◆ **Exercise objective**
Only the lines from the top of the following listing through the line with "Target: patch of snow" belong in your answer, exactly as written.
-------------------------
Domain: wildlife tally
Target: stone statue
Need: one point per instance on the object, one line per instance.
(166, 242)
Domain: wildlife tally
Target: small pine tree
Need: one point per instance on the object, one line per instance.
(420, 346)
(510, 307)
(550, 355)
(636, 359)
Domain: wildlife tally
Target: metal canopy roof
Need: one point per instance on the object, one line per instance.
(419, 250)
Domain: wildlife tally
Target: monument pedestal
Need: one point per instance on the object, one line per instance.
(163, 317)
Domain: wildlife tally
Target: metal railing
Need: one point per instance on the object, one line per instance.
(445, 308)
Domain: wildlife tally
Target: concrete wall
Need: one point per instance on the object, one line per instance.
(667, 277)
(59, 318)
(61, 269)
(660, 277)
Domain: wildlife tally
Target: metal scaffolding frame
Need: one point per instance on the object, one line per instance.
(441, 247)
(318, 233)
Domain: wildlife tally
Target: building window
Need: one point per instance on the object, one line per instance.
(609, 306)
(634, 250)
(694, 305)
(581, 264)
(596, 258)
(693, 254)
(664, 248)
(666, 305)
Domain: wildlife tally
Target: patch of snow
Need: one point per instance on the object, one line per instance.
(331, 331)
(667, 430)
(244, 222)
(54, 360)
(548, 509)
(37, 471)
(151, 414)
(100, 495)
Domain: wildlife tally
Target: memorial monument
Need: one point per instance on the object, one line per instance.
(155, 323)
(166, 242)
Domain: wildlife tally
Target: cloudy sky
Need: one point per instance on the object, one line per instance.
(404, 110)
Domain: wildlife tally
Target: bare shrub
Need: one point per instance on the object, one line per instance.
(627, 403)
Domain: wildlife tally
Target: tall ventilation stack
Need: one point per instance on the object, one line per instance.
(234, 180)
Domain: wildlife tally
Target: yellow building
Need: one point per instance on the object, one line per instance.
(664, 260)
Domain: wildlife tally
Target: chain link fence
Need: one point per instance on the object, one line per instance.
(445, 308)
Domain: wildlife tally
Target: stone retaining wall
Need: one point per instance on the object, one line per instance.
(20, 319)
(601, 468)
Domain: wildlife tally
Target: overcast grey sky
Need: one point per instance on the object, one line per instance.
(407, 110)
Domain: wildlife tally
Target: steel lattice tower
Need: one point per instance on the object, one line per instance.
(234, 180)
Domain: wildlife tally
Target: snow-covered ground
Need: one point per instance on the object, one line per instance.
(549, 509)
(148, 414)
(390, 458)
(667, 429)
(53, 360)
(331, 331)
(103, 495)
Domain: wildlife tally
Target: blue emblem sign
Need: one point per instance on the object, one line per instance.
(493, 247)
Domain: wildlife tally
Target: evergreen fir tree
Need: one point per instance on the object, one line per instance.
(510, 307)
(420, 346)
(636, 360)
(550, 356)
-------------------------
◆ **Exercise output**
Domain: wildlife tally
Target: stone statue
Need: one point per instance on the object, one line per instance.
(166, 242)
Domain: wildlife tally
Target: small pine tree
Need: one point per instance on the object, one line per instance.
(420, 346)
(510, 307)
(550, 355)
(636, 359)
Domain: wildlife tally
Target: metal canopy roof
Need: one point per instance on the object, one line per instance.
(419, 250)
Domain: wildlife tally
Target: monument pedestal
Need: one point per instance on the object, one line per instance.
(163, 317)
Domain: wildlife tally
Target: metal railing
Need: one point per instance on the object, one line per instance.
(445, 308)
Domain: wildlife tally
Target: concrete wall
Need: one point per instance on the object, one line per instance.
(667, 277)
(59, 318)
(61, 269)
(660, 277)
Domain: wildlife tally
Target: metal scaffolding frame
Need: one point per instance on the object, one line per instance.
(441, 247)
(318, 233)
Domain: wildlife tally
Target: building window
Need: one point per instance on the object, one line per instance.
(609, 306)
(634, 250)
(694, 305)
(581, 264)
(596, 258)
(693, 254)
(664, 248)
(666, 305)
Domain: wildlife tally
Target: patch of snow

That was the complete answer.